WHAT TO WORK ON:
Produce a copy of every line in the records that holds the string "gray".

Stored items:
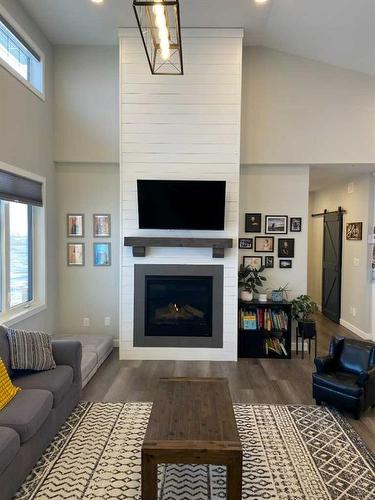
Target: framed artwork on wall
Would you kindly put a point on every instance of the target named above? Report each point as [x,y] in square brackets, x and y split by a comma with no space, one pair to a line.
[102,225]
[253,261]
[245,243]
[76,254]
[354,231]
[264,244]
[75,224]
[253,223]
[276,224]
[286,247]
[102,254]
[295,224]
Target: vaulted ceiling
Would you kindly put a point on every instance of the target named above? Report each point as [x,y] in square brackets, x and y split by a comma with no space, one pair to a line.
[338,32]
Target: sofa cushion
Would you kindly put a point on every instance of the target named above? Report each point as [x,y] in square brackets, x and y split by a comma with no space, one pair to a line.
[27,412]
[9,446]
[57,381]
[342,382]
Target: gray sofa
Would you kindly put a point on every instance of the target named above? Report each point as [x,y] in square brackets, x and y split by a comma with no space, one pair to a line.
[30,421]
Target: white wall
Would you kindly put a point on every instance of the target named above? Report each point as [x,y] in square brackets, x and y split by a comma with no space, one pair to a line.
[87,291]
[300,111]
[278,190]
[86,104]
[356,279]
[181,127]
[26,141]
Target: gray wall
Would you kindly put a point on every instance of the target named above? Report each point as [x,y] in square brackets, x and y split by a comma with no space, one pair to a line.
[87,291]
[26,141]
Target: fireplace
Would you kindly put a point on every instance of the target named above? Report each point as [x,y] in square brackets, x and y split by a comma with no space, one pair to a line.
[178,306]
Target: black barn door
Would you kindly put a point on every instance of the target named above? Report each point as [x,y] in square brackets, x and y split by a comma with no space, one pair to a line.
[332,253]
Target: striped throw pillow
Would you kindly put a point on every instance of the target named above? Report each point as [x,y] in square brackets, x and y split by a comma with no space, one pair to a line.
[7,389]
[30,350]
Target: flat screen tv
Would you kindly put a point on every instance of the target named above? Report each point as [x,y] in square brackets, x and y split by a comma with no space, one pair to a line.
[181,204]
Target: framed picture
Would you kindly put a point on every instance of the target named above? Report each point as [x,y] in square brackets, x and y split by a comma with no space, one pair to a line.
[253,223]
[264,244]
[286,247]
[76,254]
[276,224]
[245,243]
[102,254]
[102,225]
[295,224]
[285,263]
[354,231]
[75,225]
[268,261]
[253,261]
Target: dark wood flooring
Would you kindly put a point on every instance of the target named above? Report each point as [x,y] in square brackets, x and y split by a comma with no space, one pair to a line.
[267,381]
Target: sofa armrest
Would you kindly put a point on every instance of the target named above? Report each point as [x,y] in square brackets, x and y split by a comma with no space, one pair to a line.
[365,376]
[325,364]
[69,352]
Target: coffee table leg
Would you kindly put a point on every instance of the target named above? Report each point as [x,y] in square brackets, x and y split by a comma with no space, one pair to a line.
[149,478]
[234,479]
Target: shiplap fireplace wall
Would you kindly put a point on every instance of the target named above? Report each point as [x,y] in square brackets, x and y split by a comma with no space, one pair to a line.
[181,127]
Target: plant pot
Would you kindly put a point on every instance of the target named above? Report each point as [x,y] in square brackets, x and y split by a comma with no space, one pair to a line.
[277,296]
[246,296]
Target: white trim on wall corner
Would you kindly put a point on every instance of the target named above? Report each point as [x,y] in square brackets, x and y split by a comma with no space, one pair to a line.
[354,329]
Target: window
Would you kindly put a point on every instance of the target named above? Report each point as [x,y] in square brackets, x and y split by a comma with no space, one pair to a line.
[17,263]
[18,54]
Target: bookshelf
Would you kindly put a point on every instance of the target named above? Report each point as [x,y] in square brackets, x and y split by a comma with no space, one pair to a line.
[262,327]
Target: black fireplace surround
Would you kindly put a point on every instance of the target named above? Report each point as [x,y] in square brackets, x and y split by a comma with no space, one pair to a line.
[178,306]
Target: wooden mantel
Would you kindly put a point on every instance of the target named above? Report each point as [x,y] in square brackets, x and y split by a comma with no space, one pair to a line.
[139,244]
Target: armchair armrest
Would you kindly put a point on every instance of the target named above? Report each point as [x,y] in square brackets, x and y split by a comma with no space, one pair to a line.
[325,364]
[365,376]
[69,352]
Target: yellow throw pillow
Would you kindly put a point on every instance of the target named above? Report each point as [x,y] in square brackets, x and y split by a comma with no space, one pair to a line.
[7,389]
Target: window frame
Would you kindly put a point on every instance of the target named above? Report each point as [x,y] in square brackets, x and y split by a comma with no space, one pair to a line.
[11,315]
[22,34]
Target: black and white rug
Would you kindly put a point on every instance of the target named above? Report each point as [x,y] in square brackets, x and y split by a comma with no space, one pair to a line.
[290,452]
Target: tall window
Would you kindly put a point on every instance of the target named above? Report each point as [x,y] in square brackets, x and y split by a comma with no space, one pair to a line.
[17,262]
[19,55]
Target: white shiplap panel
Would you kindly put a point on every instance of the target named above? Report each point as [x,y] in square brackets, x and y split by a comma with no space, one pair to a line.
[184,127]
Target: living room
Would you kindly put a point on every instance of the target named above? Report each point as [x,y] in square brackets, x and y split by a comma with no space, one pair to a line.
[253,147]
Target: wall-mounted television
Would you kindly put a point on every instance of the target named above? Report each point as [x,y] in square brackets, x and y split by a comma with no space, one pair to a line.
[176,204]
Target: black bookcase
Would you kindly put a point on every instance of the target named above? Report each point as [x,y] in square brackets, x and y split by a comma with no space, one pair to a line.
[252,343]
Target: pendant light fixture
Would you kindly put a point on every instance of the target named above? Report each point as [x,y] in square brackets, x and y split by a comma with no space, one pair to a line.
[160,28]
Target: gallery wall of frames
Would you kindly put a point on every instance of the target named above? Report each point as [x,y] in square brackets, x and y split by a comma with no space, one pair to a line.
[100,228]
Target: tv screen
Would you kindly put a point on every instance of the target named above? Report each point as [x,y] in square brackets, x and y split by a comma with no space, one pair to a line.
[181,204]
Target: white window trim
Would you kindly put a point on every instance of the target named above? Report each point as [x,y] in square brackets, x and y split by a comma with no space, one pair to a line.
[39,302]
[25,36]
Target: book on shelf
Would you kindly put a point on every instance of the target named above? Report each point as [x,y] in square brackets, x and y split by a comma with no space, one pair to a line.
[263,319]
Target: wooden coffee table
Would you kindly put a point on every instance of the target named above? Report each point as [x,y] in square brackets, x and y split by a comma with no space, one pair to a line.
[192,422]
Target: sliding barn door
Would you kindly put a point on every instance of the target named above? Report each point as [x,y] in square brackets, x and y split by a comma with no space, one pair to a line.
[332,256]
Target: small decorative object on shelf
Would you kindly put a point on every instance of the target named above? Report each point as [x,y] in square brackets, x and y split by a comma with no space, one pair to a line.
[249,279]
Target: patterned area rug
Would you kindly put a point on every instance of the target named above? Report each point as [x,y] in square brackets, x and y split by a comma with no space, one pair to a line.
[290,452]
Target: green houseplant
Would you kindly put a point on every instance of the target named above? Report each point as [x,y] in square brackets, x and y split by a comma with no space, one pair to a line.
[249,280]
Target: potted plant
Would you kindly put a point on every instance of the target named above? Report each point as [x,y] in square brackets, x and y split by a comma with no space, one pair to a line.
[249,279]
[280,293]
[303,307]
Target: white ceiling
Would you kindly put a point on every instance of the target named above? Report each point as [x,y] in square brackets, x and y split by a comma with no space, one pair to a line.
[339,32]
[322,176]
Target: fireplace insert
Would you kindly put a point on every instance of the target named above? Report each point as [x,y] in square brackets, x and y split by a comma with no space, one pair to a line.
[178,306]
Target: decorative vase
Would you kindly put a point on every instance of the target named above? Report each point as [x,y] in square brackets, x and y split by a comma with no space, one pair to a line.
[246,296]
[262,297]
[277,296]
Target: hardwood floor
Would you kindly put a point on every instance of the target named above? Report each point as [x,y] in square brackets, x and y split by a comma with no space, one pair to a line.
[267,381]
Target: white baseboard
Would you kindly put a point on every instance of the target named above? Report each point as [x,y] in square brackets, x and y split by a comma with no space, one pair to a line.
[355,330]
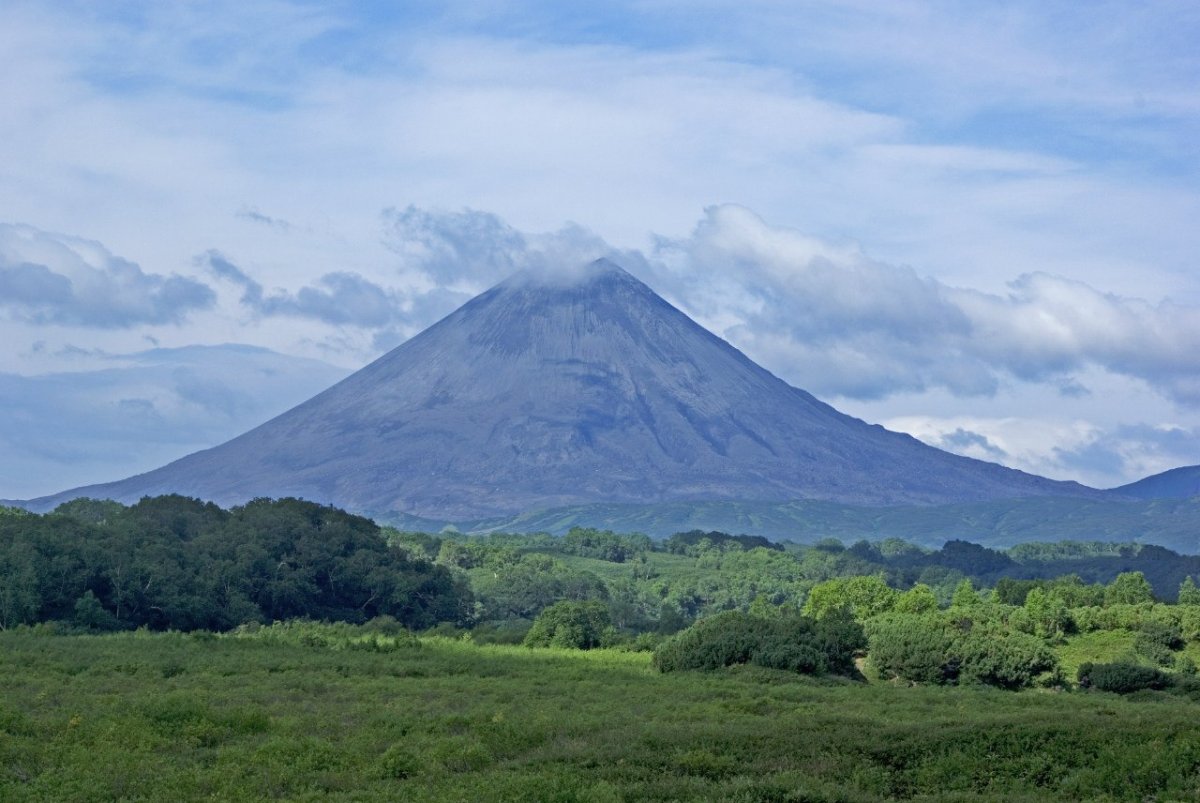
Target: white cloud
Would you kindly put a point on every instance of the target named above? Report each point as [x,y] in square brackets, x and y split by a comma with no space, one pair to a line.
[53,279]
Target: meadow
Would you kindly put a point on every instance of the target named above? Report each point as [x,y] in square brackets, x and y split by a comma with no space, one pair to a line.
[305,711]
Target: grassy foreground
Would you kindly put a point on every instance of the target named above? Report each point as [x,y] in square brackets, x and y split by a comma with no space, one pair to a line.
[294,713]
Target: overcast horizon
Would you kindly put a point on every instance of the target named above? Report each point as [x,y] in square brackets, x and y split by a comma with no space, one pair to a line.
[976,226]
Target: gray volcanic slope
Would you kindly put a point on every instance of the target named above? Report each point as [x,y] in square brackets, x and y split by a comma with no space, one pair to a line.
[541,393]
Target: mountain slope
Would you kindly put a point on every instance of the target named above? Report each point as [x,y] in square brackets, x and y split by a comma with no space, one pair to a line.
[544,393]
[1175,484]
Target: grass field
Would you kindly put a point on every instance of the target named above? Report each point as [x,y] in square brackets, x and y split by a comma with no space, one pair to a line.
[315,713]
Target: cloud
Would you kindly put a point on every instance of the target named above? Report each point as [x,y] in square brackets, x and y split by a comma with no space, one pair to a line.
[54,279]
[336,299]
[840,323]
[339,299]
[1102,456]
[142,409]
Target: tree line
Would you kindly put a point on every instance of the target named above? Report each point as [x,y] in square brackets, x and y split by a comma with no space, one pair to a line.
[177,563]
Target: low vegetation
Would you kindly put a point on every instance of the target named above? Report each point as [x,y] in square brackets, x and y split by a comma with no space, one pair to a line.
[289,649]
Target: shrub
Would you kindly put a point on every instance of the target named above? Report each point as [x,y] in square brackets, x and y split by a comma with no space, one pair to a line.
[1121,677]
[1158,641]
[1009,660]
[936,649]
[916,648]
[792,642]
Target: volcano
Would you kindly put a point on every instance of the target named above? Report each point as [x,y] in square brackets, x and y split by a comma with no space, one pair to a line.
[546,391]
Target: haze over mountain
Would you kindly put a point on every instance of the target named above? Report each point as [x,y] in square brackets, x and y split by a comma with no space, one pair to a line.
[1175,484]
[553,390]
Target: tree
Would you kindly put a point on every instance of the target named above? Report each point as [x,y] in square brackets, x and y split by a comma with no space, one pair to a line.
[574,624]
[965,597]
[918,599]
[1188,592]
[916,648]
[1128,588]
[1048,613]
[863,597]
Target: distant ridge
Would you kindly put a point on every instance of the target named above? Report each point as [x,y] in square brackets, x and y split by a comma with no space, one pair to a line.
[1175,484]
[563,390]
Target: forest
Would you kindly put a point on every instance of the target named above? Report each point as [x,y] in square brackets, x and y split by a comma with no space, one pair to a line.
[285,648]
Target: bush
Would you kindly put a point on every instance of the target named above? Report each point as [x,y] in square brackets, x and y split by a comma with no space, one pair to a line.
[1009,660]
[792,642]
[916,648]
[1158,641]
[935,649]
[1121,677]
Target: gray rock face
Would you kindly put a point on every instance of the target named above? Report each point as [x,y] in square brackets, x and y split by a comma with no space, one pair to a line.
[539,394]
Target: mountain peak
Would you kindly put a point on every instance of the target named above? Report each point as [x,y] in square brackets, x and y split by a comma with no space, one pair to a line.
[570,387]
[601,270]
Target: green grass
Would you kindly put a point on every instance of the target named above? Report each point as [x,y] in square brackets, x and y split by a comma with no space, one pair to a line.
[287,715]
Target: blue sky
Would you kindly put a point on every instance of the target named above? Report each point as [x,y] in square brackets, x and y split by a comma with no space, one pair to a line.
[972,222]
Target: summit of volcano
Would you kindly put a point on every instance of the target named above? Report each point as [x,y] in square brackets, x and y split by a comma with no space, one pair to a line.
[557,390]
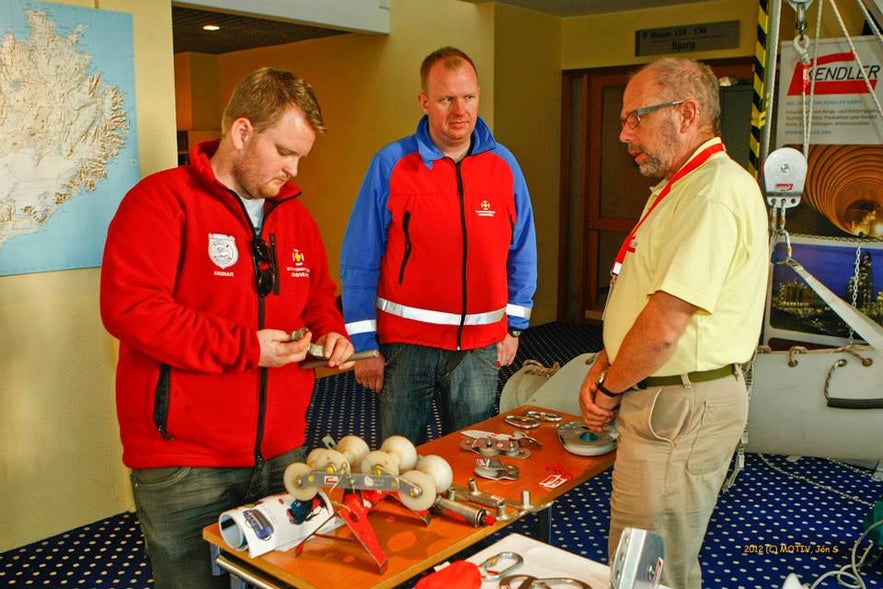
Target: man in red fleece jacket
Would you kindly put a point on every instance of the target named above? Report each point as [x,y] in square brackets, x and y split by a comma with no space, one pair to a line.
[207,269]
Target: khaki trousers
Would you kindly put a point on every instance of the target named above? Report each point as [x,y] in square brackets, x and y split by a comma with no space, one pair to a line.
[674,449]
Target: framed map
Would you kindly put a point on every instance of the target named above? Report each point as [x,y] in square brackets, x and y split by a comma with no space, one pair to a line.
[67,117]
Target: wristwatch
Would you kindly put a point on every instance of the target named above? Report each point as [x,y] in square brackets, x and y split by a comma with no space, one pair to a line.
[600,385]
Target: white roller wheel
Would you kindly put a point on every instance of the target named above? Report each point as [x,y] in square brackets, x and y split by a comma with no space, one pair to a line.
[403,449]
[330,461]
[439,471]
[315,453]
[426,497]
[297,488]
[354,449]
[378,462]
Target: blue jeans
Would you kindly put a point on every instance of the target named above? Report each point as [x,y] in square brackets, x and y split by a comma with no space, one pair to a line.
[174,505]
[467,379]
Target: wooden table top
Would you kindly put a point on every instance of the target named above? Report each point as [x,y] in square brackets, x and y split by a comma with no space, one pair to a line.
[411,546]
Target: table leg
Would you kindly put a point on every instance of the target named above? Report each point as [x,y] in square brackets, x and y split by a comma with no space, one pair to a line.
[544,524]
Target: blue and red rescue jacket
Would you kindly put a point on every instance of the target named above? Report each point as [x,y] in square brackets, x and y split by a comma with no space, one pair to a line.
[439,253]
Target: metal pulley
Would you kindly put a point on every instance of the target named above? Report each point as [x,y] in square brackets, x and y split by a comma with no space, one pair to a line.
[784,175]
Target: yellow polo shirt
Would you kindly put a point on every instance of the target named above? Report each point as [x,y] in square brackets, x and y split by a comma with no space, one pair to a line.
[706,243]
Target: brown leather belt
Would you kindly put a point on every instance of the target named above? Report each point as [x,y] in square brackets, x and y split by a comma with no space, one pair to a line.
[676,379]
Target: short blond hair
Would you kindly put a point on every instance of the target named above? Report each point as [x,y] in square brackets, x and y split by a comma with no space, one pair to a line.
[264,95]
[452,57]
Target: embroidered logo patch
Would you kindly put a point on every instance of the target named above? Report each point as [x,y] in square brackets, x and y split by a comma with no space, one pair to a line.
[298,267]
[222,250]
[484,209]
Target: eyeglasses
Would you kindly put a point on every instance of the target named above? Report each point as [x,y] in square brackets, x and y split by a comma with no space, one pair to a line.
[633,119]
[266,272]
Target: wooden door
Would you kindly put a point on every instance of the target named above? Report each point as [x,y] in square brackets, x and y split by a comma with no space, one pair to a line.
[602,191]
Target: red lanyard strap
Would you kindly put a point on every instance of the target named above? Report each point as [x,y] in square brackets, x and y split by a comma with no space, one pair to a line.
[691,165]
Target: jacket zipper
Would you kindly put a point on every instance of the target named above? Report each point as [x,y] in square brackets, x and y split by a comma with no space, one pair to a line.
[264,371]
[462,196]
[406,220]
[161,402]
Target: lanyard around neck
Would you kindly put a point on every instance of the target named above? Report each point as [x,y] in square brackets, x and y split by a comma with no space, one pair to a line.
[691,165]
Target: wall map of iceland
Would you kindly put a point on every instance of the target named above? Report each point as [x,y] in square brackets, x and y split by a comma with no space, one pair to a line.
[69,150]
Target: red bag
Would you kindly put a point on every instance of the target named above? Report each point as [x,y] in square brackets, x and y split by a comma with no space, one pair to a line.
[460,574]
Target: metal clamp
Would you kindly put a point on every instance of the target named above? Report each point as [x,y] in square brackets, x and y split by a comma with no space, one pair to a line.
[492,574]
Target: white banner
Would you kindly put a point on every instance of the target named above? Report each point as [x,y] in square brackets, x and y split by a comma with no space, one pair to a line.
[843,108]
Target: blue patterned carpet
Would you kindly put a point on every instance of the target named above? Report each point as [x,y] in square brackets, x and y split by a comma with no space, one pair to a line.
[782,515]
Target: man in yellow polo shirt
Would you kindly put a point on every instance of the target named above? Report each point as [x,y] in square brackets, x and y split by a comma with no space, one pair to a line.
[685,309]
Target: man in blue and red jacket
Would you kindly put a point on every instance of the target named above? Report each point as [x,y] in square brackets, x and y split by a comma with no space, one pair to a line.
[439,260]
[207,270]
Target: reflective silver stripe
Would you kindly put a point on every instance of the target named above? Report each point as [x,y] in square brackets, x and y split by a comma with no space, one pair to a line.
[518,311]
[357,327]
[439,317]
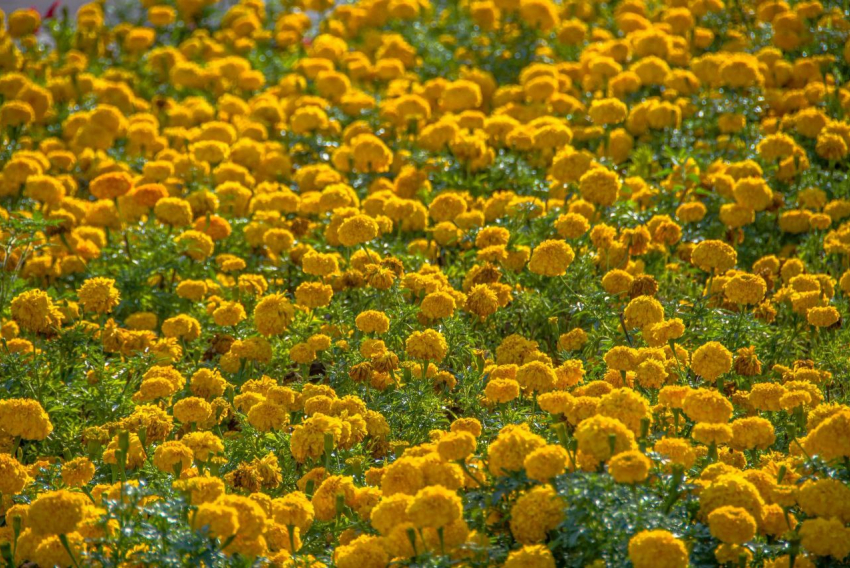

ANSWER TO THIS EXERCISE:
Target: gray sofa
Target: gray wall
Target: gray volcanic slope
Target: gray rock face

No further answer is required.